• [Exercise requirements]: In the entries below, change "distant tree" to "faraway tree" and reproduce every line otherwise unaltered.

• • • • • • •

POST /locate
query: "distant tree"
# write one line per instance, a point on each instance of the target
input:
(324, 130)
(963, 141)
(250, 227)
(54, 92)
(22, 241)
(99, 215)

• • • • • • •

• [The result]:
POST /locate
query: "faraway tree"
# write one line per instance, a point on each instance of the target
input:
(324, 130)
(963, 141)
(250, 227)
(54, 92)
(22, 241)
(99, 215)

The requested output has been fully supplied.